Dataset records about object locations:
* * * * *

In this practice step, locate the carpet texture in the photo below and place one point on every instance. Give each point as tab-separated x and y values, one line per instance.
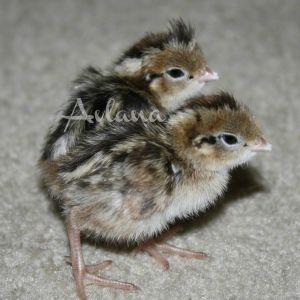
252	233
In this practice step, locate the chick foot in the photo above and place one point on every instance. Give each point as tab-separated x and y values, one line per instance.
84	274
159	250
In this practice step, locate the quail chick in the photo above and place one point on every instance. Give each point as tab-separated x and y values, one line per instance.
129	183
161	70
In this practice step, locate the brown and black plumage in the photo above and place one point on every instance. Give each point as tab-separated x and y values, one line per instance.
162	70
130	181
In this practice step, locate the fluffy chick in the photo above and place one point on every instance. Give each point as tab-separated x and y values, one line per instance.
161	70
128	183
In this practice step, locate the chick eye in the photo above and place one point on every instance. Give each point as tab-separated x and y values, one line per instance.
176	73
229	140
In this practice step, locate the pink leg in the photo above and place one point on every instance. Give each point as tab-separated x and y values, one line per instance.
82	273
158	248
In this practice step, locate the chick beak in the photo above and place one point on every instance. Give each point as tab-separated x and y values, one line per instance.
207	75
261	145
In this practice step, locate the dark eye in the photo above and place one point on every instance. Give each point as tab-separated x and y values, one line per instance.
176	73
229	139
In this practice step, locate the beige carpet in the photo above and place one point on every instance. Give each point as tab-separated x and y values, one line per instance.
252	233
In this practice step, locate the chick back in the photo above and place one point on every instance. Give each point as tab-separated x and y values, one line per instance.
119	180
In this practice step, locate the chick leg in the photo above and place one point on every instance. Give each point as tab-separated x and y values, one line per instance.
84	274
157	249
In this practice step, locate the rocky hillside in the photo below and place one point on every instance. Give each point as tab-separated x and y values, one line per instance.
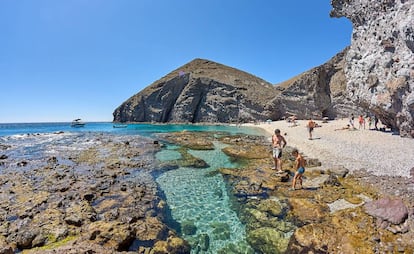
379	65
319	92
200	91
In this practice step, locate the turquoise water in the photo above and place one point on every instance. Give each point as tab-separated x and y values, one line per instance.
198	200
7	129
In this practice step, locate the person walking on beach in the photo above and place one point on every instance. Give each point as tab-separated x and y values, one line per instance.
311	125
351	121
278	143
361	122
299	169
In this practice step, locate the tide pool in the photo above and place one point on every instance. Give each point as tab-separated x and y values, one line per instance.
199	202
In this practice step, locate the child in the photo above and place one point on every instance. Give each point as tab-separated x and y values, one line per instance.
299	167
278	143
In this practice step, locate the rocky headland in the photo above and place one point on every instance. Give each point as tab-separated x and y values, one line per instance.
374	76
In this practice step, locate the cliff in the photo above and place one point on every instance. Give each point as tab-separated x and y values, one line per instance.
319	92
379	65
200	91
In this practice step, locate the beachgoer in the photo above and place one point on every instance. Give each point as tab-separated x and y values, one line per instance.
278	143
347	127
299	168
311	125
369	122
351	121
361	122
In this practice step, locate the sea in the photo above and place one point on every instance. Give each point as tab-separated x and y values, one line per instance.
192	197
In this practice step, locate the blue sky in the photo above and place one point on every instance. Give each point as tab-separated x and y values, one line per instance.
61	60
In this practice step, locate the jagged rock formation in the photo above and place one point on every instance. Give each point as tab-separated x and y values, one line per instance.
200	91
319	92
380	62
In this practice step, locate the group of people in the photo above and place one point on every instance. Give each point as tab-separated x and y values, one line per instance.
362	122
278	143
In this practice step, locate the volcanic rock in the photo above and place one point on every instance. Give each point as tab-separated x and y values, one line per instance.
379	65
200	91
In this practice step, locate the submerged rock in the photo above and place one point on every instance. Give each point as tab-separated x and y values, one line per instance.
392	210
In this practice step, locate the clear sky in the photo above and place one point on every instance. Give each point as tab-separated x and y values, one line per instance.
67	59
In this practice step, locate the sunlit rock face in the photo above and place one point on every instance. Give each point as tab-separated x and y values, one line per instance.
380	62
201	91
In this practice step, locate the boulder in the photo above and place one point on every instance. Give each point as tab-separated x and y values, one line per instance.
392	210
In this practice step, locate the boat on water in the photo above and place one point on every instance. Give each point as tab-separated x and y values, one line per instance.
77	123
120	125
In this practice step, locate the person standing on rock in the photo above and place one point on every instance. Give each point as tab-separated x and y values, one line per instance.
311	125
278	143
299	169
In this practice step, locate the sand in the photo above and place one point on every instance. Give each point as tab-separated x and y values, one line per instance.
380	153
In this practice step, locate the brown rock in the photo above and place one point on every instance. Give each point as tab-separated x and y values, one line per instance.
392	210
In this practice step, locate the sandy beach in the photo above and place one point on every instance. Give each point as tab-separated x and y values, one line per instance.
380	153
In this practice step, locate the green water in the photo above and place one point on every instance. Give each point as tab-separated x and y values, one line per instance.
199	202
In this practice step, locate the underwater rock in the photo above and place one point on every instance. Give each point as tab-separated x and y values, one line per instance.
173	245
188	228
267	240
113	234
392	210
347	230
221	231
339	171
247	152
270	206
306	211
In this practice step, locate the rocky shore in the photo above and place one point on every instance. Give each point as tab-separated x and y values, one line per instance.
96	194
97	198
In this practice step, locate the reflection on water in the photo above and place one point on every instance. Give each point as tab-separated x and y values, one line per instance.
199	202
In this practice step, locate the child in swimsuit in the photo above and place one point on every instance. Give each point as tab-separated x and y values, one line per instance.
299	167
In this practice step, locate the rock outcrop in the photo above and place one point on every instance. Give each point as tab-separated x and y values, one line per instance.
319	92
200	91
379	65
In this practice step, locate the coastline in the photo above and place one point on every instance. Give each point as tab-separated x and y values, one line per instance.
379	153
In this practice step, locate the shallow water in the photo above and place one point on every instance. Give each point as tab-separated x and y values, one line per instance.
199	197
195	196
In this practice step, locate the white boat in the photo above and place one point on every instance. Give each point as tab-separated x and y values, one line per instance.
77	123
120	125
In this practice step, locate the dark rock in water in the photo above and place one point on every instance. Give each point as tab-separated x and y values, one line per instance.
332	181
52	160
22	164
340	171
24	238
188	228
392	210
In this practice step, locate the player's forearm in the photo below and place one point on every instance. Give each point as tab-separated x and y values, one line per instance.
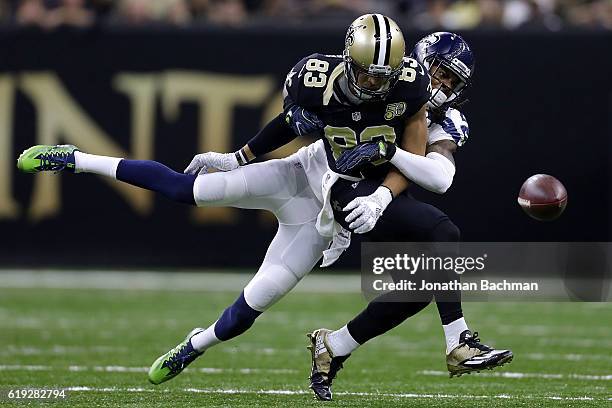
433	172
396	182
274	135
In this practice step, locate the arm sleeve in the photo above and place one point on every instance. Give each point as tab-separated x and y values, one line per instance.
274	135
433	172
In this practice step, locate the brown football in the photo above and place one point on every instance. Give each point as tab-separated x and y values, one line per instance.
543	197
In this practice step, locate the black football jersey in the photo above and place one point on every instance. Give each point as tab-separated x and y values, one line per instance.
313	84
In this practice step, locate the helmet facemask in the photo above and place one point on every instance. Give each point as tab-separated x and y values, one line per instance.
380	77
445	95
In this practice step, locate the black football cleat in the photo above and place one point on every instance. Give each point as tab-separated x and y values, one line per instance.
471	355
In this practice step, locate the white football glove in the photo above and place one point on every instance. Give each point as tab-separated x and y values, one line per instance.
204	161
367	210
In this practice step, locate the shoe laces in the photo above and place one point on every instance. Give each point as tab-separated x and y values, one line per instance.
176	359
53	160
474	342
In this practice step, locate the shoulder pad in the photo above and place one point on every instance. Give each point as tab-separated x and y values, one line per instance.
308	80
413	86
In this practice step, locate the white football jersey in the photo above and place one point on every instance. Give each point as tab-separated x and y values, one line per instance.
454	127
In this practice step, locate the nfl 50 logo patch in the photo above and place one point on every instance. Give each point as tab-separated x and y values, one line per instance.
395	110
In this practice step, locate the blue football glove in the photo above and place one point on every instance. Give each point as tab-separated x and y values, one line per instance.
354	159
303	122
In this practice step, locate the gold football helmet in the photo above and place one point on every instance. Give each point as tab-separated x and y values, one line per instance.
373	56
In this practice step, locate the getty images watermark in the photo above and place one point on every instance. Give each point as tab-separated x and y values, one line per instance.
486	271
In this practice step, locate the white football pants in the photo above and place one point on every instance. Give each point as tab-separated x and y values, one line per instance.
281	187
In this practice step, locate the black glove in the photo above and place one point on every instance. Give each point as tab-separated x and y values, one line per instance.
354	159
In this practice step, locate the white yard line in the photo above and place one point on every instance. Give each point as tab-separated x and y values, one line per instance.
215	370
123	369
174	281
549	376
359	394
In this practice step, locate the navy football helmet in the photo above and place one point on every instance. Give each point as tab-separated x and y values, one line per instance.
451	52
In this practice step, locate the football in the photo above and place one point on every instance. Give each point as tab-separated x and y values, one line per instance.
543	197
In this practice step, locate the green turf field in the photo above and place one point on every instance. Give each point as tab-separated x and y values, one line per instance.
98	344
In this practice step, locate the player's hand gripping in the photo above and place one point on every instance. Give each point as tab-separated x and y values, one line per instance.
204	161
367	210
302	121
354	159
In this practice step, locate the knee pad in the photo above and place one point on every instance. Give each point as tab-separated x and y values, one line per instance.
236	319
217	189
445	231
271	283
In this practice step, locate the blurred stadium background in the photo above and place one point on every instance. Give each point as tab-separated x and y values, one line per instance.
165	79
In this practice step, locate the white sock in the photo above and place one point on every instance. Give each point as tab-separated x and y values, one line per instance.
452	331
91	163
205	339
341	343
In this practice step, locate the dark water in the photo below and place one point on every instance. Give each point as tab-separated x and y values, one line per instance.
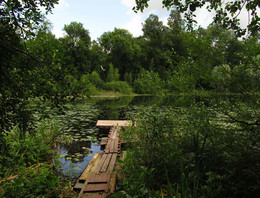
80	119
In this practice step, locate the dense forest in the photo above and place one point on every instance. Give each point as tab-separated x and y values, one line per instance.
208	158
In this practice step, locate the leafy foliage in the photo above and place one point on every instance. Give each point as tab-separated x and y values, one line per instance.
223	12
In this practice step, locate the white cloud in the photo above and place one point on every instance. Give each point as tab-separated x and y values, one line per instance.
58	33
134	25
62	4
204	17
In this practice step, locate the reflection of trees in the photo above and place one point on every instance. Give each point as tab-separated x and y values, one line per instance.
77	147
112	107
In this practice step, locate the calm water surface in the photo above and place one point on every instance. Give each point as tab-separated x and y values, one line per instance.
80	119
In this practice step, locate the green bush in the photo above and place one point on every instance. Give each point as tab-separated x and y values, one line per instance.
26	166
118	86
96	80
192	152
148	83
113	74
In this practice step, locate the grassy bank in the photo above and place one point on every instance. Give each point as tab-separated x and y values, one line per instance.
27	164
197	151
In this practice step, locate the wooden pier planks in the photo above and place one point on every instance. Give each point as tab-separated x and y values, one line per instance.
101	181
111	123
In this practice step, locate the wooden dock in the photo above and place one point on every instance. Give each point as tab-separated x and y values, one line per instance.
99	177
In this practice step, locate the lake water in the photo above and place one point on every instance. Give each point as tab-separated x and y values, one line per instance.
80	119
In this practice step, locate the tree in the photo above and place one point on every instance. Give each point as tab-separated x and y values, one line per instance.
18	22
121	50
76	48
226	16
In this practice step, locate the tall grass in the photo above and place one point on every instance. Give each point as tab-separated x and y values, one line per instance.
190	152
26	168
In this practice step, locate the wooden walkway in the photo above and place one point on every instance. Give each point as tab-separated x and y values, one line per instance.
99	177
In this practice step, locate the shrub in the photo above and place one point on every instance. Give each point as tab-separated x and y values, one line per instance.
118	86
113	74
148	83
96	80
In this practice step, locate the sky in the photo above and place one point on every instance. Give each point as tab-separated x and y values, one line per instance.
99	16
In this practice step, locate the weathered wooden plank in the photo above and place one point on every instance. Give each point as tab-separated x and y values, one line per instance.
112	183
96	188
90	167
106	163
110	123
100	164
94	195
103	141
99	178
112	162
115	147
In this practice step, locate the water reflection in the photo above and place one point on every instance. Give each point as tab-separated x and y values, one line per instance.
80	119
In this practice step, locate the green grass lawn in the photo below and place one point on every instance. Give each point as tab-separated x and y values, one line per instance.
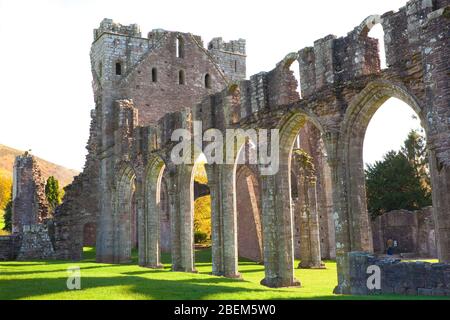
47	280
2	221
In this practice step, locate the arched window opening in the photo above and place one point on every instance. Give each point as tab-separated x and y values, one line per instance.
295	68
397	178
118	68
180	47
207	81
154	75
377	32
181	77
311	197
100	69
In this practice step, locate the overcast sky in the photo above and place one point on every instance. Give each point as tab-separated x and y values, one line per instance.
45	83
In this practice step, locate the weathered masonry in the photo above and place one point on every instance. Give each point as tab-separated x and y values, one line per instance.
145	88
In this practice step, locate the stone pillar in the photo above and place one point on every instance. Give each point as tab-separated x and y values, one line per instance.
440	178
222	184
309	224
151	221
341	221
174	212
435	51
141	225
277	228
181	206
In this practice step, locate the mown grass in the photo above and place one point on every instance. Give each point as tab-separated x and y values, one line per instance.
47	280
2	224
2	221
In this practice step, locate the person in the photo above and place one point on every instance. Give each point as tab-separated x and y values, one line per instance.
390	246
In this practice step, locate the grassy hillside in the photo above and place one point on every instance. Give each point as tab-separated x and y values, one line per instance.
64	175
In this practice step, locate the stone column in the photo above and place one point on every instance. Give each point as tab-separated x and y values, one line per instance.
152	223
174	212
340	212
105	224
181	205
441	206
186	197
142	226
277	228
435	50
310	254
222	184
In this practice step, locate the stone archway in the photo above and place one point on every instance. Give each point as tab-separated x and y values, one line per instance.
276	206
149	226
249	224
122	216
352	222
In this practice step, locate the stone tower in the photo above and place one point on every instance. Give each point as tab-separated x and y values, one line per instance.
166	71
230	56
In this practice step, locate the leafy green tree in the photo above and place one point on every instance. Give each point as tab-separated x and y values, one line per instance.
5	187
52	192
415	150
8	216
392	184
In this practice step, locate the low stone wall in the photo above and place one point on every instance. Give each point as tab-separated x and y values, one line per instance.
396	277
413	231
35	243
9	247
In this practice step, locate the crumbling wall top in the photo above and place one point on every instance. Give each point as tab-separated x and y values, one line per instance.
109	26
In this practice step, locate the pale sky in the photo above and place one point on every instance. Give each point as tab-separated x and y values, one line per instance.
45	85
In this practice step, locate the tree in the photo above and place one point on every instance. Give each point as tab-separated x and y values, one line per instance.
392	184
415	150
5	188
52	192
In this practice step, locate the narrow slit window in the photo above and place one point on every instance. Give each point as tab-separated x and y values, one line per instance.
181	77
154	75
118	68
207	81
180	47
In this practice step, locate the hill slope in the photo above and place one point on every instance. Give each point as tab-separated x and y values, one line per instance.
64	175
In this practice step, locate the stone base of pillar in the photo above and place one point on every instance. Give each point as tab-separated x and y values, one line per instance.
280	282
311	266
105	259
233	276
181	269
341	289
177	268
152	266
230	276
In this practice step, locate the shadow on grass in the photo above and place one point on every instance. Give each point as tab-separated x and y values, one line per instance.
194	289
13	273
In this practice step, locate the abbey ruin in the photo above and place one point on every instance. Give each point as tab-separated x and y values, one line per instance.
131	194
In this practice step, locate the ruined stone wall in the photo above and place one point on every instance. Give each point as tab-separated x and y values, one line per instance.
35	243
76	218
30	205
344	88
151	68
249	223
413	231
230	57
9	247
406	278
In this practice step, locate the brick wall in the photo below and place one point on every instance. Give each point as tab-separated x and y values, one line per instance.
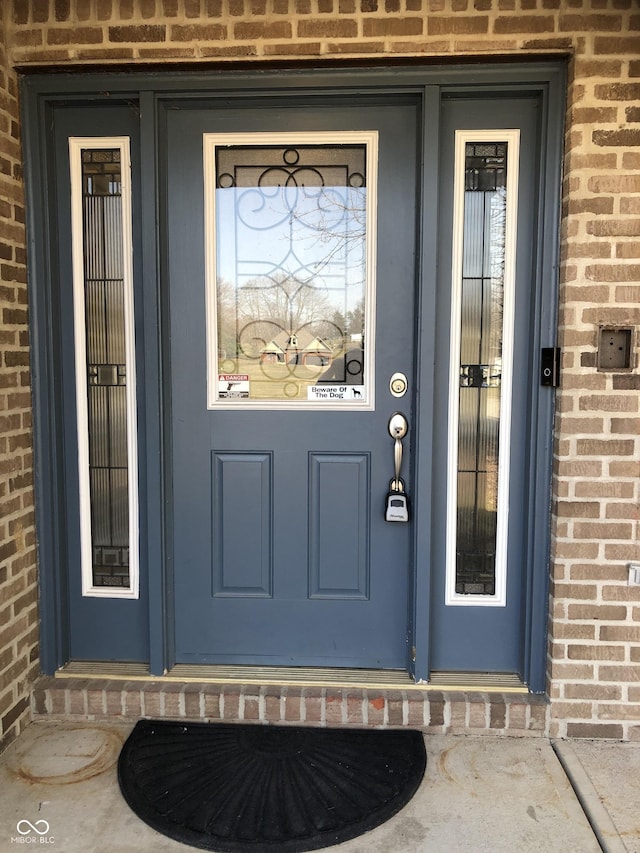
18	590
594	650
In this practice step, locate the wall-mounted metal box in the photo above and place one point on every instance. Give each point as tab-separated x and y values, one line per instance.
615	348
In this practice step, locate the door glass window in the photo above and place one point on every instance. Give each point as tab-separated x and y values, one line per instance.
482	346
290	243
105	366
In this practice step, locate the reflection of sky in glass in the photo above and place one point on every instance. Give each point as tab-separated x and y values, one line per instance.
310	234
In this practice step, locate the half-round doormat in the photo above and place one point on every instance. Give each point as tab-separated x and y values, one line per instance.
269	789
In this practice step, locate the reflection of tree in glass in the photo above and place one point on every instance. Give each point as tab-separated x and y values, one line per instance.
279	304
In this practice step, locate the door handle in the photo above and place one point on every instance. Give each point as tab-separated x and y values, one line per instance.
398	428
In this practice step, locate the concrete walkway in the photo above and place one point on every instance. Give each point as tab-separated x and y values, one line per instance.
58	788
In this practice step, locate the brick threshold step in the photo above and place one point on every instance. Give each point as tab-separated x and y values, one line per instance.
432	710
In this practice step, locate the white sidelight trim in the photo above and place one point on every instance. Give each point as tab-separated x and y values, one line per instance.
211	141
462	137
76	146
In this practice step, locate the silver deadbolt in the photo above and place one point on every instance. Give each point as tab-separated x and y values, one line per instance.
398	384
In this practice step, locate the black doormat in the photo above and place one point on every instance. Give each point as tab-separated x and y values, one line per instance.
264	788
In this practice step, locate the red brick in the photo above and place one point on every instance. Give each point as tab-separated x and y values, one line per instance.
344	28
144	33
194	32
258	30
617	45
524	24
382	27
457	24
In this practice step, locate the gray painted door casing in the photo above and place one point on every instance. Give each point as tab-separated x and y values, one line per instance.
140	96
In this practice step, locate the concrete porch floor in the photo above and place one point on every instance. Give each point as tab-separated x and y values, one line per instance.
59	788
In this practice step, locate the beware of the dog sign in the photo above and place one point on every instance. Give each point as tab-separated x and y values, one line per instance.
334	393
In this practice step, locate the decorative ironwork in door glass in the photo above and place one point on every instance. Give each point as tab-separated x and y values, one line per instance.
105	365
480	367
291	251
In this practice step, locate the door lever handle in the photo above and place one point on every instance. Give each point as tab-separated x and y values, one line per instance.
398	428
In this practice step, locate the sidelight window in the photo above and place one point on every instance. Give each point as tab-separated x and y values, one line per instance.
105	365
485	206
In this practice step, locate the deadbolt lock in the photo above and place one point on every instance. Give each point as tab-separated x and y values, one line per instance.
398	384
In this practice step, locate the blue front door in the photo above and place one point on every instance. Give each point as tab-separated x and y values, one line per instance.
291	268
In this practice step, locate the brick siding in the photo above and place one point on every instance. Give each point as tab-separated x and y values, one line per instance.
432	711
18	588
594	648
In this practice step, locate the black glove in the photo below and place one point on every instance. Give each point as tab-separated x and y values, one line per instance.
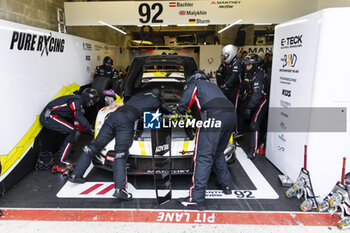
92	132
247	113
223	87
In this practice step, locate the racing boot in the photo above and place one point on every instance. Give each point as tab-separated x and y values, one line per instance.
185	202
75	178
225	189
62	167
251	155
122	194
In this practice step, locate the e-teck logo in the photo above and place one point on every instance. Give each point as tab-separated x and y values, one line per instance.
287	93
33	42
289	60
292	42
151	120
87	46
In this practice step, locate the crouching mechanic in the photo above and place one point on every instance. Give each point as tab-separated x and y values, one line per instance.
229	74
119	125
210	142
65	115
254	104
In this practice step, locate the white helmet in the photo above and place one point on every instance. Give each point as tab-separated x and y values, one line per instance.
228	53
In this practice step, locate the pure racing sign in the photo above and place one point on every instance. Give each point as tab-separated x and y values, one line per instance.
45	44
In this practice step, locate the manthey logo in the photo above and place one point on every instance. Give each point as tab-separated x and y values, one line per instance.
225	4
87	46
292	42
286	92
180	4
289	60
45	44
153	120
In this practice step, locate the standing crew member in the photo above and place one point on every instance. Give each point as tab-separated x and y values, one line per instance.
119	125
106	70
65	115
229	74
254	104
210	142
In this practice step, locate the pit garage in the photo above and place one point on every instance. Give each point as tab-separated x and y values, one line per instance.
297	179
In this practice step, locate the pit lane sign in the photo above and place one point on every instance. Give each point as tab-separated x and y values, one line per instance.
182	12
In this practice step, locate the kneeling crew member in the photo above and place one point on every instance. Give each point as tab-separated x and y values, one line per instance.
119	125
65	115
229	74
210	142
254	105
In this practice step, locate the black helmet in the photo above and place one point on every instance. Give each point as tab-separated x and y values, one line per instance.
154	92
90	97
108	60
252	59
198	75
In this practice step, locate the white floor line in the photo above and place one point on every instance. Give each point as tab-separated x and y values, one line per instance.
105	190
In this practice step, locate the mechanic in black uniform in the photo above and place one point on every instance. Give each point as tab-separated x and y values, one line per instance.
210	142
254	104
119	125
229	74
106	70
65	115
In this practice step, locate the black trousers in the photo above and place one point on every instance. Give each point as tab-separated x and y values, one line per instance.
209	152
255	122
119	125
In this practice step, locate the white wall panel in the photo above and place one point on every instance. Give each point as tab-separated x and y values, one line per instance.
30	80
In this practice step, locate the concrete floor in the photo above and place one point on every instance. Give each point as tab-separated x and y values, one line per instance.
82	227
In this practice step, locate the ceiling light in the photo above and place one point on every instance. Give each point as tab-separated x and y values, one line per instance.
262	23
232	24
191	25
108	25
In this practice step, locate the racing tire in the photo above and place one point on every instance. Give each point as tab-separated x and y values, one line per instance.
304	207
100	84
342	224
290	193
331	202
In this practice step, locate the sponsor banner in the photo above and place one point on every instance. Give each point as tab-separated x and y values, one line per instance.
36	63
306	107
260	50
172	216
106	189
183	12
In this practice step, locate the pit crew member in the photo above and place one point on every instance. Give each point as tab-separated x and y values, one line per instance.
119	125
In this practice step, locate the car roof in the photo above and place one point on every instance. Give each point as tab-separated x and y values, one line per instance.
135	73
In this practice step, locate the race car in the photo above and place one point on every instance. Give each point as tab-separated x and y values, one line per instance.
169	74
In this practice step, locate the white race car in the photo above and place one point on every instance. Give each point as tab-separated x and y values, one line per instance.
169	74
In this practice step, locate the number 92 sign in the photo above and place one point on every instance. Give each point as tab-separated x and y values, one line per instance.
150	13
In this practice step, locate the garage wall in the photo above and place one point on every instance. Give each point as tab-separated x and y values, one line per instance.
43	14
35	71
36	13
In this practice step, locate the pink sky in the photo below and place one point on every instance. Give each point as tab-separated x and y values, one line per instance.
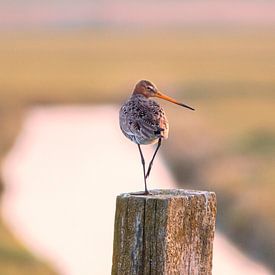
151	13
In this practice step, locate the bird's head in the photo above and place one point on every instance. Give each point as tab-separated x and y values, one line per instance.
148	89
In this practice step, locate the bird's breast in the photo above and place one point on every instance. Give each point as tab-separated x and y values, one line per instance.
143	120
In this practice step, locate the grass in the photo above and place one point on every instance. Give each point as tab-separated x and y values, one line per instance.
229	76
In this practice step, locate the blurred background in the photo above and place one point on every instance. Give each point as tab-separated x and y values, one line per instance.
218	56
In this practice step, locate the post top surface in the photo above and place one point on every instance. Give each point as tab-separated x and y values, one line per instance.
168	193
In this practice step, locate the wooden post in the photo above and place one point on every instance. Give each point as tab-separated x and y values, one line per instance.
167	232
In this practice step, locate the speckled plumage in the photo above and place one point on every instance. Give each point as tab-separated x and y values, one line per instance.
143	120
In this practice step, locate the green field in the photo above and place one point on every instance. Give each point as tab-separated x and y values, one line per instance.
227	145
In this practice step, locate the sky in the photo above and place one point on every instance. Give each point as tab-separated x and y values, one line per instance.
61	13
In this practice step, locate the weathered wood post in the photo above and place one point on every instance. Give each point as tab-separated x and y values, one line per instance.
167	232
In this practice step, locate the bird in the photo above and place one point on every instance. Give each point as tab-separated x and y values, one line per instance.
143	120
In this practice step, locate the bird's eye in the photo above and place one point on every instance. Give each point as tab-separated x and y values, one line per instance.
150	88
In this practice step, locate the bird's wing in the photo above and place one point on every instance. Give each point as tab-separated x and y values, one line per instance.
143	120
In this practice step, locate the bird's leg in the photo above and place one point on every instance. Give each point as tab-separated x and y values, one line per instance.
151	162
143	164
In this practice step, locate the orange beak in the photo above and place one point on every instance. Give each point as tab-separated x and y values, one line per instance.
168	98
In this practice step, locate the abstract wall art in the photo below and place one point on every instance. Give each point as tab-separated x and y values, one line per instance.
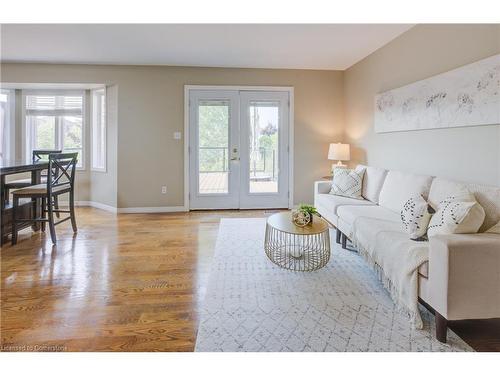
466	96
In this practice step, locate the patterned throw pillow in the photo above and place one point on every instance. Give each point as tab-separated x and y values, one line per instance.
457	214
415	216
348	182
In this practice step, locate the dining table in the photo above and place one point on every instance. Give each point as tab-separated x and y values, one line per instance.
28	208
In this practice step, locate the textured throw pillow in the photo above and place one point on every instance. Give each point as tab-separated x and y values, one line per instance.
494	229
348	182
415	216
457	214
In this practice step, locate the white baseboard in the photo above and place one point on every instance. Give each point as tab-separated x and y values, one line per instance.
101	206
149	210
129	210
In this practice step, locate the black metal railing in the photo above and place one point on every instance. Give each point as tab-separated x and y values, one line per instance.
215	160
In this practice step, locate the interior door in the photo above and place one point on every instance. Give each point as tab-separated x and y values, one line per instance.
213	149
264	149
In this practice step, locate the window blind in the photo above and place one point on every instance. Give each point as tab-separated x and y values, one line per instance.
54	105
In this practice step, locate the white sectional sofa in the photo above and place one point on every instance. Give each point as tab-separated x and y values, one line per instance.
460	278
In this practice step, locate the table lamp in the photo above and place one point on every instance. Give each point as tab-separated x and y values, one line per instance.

* * * * *

Exercise requirements: Extract the closing run of lines, starting with the one containing "In this practice step, locate the window" and ending at the last, exactly as written.

Output for this task:
In this practice step, locate the window blind in the photo above and place one point on every instance. Give each point as tab-separated x and y values, one line per instance.
54	105
In this practice step, locate the white sectional sofa in the photo above and place one point on every instance. Give each point as tab-separated x and y values, one line per instance.
460	278
In this practice step, locate the table lamp in the photo above and place one point on every instance. Give each point as tab-separated x and y values, one line per instance.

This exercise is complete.